Read the lines below and count those that have the word "extended". Respond with the number only.

*** Block opens ***

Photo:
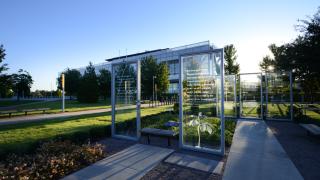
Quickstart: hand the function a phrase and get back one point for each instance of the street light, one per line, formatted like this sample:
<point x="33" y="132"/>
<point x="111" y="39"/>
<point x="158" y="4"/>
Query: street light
<point x="153" y="77"/>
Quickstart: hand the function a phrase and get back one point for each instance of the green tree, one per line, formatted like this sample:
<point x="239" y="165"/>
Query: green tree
<point x="72" y="80"/>
<point x="302" y="56"/>
<point x="162" y="78"/>
<point x="89" y="87"/>
<point x="22" y="82"/>
<point x="148" y="71"/>
<point x="230" y="56"/>
<point x="104" y="81"/>
<point x="5" y="80"/>
<point x="266" y="64"/>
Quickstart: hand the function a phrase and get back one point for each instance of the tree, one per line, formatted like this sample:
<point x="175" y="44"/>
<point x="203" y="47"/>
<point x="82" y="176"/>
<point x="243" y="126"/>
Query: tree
<point x="88" y="88"/>
<point x="72" y="80"/>
<point x="231" y="66"/>
<point x="22" y="82"/>
<point x="5" y="80"/>
<point x="162" y="79"/>
<point x="302" y="56"/>
<point x="266" y="64"/>
<point x="104" y="81"/>
<point x="148" y="71"/>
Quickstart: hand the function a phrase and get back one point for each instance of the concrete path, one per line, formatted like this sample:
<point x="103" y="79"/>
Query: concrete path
<point x="131" y="163"/>
<point x="41" y="117"/>
<point x="199" y="163"/>
<point x="256" y="154"/>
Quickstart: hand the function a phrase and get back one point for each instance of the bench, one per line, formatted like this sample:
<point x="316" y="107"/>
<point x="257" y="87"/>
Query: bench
<point x="158" y="132"/>
<point x="32" y="110"/>
<point x="9" y="112"/>
<point x="311" y="129"/>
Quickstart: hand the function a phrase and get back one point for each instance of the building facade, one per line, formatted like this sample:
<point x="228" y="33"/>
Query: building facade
<point x="170" y="56"/>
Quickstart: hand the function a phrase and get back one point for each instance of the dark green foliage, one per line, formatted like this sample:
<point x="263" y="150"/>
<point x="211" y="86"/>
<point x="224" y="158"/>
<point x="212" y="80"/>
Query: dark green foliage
<point x="22" y="82"/>
<point x="194" y="109"/>
<point x="297" y="113"/>
<point x="176" y="108"/>
<point x="231" y="66"/>
<point x="104" y="81"/>
<point x="150" y="69"/>
<point x="72" y="82"/>
<point x="302" y="56"/>
<point x="264" y="111"/>
<point x="88" y="89"/>
<point x="214" y="111"/>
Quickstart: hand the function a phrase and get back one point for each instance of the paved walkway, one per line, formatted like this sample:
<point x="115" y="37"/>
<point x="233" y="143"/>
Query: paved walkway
<point x="256" y="154"/>
<point x="131" y="163"/>
<point x="41" y="117"/>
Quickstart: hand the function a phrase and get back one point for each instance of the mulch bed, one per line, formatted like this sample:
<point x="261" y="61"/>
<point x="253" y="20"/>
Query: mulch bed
<point x="303" y="150"/>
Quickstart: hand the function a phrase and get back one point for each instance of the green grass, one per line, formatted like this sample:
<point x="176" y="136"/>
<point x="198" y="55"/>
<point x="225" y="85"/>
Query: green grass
<point x="14" y="103"/>
<point x="22" y="136"/>
<point x="55" y="106"/>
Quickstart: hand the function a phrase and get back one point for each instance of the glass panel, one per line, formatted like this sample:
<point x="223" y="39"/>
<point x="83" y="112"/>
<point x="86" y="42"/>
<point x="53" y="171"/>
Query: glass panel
<point x="201" y="121"/>
<point x="125" y="99"/>
<point x="230" y="96"/>
<point x="250" y="95"/>
<point x="278" y="96"/>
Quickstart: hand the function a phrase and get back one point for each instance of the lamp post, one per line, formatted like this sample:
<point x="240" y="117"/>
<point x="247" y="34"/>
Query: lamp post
<point x="153" y="77"/>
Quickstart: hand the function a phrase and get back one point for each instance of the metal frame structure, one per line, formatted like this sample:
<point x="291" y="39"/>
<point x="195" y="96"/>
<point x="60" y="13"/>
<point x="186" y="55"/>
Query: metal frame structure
<point x="138" y="102"/>
<point x="261" y="97"/>
<point x="220" y="151"/>
<point x="291" y="99"/>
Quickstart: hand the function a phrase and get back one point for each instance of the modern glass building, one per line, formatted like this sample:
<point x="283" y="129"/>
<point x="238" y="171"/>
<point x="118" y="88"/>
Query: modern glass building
<point x="170" y="56"/>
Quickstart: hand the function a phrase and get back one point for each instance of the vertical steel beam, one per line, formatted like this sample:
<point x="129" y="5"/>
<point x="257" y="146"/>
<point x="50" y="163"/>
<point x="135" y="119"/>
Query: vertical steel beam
<point x="181" y="103"/>
<point x="291" y="96"/>
<point x="138" y="102"/>
<point x="113" y="100"/>
<point x="222" y="144"/>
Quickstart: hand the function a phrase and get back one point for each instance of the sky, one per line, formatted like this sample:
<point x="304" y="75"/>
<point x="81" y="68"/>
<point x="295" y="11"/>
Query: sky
<point x="46" y="37"/>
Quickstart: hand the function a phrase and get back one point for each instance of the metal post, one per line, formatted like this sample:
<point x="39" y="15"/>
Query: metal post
<point x="267" y="94"/>
<point x="138" y="99"/>
<point x="63" y="91"/>
<point x="261" y="97"/>
<point x="291" y="96"/>
<point x="222" y="103"/>
<point x="113" y="94"/>
<point x="181" y="104"/>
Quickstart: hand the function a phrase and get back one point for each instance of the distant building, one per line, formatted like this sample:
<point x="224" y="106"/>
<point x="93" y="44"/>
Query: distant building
<point x="170" y="56"/>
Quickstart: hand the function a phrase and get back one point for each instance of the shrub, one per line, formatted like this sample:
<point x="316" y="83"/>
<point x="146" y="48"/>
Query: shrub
<point x="297" y="113"/>
<point x="176" y="108"/>
<point x="52" y="160"/>
<point x="195" y="109"/>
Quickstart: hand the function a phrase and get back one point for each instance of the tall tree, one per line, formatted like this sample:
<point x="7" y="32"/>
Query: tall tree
<point x="266" y="64"/>
<point x="104" y="81"/>
<point x="148" y="72"/>
<point x="5" y="80"/>
<point x="22" y="82"/>
<point x="162" y="79"/>
<point x="230" y="56"/>
<point x="89" y="87"/>
<point x="302" y="56"/>
<point x="72" y="80"/>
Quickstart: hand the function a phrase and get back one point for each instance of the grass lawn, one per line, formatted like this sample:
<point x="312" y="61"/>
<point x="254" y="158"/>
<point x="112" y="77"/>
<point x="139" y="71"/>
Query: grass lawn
<point x="55" y="106"/>
<point x="14" y="103"/>
<point x="22" y="136"/>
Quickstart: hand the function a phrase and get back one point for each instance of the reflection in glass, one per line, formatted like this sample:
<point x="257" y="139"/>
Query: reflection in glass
<point x="250" y="95"/>
<point x="278" y="95"/>
<point x="125" y="99"/>
<point x="201" y="121"/>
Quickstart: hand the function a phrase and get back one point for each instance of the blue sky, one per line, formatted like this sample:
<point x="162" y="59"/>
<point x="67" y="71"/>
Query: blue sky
<point x="45" y="37"/>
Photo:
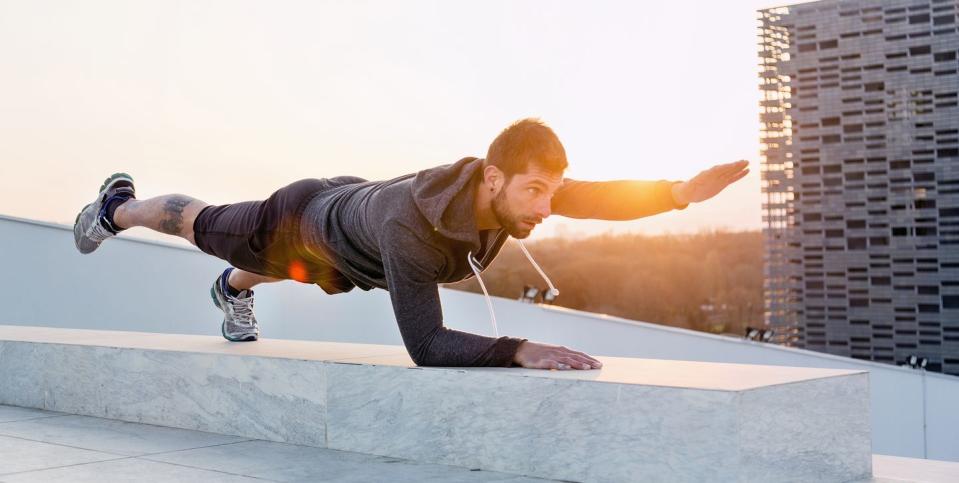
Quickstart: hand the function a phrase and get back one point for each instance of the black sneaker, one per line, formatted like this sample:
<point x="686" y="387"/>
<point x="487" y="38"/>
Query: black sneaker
<point x="239" y="322"/>
<point x="91" y="226"/>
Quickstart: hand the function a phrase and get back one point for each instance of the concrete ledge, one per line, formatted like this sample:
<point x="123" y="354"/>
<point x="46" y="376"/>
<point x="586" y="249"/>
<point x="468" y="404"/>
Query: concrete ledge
<point x="636" y="419"/>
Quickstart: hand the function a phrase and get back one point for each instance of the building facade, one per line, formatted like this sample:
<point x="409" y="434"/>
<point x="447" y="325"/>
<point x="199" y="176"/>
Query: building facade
<point x="860" y="173"/>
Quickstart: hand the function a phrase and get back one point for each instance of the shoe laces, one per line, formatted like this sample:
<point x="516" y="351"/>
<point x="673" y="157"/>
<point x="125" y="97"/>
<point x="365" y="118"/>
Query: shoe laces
<point x="243" y="310"/>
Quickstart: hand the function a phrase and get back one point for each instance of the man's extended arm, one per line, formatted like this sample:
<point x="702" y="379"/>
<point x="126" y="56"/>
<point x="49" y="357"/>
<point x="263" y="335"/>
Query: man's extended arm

*** Block closes ***

▸ **Solution to the exercise**: 2